Source data:
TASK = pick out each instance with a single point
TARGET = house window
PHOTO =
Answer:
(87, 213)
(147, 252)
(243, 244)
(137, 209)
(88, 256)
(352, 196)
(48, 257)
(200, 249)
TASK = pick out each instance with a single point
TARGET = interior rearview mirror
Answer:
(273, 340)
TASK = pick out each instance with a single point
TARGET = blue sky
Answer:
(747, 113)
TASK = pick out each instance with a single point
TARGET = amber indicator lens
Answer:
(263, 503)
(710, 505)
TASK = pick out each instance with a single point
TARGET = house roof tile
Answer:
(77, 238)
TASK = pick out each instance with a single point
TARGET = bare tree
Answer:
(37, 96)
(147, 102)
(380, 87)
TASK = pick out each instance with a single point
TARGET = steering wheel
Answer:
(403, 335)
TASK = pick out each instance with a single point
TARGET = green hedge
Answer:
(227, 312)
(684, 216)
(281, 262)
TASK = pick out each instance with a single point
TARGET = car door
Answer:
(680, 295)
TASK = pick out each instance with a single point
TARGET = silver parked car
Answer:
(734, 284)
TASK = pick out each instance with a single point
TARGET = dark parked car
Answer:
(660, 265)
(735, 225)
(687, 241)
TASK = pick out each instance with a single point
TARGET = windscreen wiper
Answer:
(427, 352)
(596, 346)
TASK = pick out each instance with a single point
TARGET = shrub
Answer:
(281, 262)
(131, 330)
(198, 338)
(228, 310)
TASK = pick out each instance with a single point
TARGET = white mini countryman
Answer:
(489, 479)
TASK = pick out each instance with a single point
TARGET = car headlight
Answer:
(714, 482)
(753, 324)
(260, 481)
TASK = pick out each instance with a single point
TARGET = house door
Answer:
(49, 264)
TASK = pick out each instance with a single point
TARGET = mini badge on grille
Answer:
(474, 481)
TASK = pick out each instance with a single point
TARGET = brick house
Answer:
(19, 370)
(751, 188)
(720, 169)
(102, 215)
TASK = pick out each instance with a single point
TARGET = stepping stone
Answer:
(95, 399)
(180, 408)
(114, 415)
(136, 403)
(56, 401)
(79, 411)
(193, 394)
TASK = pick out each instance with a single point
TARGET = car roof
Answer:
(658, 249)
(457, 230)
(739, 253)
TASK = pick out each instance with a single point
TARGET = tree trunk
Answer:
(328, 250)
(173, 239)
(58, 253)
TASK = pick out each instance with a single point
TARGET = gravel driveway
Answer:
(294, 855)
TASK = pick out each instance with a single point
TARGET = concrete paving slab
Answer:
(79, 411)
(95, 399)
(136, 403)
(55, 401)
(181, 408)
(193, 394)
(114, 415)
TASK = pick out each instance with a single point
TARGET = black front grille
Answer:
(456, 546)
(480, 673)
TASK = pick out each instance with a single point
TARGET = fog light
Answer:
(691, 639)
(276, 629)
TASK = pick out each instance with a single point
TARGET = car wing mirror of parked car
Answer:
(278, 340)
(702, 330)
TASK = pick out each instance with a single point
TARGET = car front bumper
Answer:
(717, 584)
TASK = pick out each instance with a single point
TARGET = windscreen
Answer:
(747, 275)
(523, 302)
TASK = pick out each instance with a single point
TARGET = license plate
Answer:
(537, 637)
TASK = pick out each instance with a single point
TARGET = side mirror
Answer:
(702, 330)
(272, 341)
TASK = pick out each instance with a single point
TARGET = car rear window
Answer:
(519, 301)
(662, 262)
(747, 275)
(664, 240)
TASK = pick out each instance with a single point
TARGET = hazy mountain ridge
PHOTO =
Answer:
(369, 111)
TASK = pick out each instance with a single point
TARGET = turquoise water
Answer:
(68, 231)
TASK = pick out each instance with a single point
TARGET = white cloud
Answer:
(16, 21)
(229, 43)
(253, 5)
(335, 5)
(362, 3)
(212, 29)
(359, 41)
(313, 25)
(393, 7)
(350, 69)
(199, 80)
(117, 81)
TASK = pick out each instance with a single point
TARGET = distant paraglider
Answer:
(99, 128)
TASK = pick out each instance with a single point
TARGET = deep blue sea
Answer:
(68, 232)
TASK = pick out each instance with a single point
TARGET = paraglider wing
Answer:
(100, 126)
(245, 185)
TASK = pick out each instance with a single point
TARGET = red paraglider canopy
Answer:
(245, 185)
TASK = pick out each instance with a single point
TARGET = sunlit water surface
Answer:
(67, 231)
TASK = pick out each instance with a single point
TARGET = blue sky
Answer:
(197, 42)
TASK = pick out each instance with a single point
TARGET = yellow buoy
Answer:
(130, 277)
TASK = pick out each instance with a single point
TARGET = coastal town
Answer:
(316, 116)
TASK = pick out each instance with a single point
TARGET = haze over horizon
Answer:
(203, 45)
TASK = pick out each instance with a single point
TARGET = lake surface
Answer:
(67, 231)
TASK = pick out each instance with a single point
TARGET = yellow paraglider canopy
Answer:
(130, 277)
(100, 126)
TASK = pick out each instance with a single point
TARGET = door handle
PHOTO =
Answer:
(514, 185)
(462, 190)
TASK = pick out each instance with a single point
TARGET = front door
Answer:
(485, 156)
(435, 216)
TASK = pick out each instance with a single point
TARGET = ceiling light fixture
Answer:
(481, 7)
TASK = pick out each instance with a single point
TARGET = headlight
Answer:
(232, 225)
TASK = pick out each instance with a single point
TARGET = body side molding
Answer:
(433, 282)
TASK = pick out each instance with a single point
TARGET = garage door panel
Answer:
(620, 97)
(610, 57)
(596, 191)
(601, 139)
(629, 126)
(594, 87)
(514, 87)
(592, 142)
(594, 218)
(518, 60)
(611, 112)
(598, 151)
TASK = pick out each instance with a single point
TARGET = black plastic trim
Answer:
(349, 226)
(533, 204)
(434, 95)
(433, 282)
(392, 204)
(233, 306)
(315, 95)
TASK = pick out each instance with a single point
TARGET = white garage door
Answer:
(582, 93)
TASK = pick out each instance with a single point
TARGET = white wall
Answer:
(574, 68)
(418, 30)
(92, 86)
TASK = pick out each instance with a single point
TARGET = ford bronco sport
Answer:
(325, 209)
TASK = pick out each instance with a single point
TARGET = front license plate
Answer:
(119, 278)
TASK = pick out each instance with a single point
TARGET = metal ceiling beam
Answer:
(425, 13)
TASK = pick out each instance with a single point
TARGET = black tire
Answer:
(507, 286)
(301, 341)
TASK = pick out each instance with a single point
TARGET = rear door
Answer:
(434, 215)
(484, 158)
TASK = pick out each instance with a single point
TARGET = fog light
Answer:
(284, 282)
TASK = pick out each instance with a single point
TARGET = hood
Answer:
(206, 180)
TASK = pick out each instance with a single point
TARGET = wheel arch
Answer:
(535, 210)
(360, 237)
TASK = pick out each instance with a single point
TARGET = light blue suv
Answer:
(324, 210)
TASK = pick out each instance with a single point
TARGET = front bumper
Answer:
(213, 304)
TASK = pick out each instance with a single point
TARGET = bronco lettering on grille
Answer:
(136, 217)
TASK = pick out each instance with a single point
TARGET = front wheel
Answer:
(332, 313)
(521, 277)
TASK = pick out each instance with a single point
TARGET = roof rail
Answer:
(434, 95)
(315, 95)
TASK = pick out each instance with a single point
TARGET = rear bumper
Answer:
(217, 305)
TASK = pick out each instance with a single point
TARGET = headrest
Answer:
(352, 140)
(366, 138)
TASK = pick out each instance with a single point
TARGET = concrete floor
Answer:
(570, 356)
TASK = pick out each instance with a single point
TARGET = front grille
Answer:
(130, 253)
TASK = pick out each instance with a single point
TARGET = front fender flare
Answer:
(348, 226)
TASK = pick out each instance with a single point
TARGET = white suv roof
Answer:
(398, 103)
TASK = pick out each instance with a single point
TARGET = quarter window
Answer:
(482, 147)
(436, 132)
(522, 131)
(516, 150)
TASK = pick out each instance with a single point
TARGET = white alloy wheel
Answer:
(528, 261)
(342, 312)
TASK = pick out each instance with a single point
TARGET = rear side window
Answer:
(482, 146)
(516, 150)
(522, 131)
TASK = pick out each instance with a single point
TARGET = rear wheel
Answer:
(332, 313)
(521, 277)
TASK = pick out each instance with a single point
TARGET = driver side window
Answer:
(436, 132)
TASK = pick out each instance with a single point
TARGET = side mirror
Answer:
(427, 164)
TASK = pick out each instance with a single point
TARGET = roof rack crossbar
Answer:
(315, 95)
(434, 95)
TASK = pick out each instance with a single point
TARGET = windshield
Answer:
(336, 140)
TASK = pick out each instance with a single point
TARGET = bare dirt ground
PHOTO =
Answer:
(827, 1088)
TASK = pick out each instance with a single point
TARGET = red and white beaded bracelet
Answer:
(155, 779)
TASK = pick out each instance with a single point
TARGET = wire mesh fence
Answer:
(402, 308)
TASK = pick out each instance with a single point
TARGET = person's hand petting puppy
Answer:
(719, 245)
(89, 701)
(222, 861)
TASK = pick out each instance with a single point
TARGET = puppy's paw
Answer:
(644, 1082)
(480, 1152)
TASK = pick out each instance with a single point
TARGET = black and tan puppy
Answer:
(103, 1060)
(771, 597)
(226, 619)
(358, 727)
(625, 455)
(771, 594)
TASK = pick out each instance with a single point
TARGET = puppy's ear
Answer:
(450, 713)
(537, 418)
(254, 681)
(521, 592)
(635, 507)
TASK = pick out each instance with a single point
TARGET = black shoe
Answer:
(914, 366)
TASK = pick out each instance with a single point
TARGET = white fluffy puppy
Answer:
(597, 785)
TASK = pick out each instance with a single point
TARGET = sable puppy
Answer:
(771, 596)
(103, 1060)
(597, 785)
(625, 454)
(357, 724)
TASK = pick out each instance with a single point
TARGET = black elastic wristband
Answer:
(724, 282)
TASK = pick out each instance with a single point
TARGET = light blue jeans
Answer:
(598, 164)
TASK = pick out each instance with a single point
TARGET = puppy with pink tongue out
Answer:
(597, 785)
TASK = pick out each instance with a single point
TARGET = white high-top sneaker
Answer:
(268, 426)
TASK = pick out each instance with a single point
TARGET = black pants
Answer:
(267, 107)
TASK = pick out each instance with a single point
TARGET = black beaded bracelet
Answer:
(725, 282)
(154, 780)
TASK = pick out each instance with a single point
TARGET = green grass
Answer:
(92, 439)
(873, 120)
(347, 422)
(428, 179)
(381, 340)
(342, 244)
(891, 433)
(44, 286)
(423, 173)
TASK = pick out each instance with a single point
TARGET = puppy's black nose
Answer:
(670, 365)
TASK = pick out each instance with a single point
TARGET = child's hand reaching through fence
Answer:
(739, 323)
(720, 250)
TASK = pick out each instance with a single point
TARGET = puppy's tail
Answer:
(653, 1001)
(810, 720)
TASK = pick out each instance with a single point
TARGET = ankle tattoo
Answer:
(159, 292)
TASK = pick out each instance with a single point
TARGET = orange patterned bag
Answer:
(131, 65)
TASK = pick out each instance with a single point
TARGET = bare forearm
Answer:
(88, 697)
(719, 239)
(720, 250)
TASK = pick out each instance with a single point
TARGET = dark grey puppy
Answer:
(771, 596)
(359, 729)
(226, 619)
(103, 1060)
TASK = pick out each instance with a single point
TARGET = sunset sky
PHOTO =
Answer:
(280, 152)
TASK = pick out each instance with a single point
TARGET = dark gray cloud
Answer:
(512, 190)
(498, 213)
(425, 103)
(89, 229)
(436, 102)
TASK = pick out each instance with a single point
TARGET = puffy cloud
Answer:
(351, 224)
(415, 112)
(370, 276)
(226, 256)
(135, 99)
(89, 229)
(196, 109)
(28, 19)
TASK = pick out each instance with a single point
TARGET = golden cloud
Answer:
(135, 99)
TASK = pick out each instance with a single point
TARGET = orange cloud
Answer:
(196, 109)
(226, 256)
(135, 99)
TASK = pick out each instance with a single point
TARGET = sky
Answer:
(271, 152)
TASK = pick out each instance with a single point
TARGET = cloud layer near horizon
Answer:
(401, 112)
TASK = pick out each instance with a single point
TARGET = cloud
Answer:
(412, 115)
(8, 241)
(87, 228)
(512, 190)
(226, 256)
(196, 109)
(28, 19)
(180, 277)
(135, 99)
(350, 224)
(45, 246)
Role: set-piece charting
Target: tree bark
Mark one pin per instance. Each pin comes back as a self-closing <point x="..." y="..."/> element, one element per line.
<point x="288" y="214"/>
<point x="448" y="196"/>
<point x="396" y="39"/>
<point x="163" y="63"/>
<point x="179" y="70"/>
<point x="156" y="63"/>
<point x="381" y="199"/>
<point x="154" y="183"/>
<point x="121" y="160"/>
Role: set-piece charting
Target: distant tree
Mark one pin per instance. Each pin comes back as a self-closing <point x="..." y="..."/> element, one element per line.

(DIRECTIONS FOR THIS TASK): Every line that contains the string "distant" should be returned from the data.

(WRITTEN REPLY):
TARGET = distant paraglider
Target: distant tree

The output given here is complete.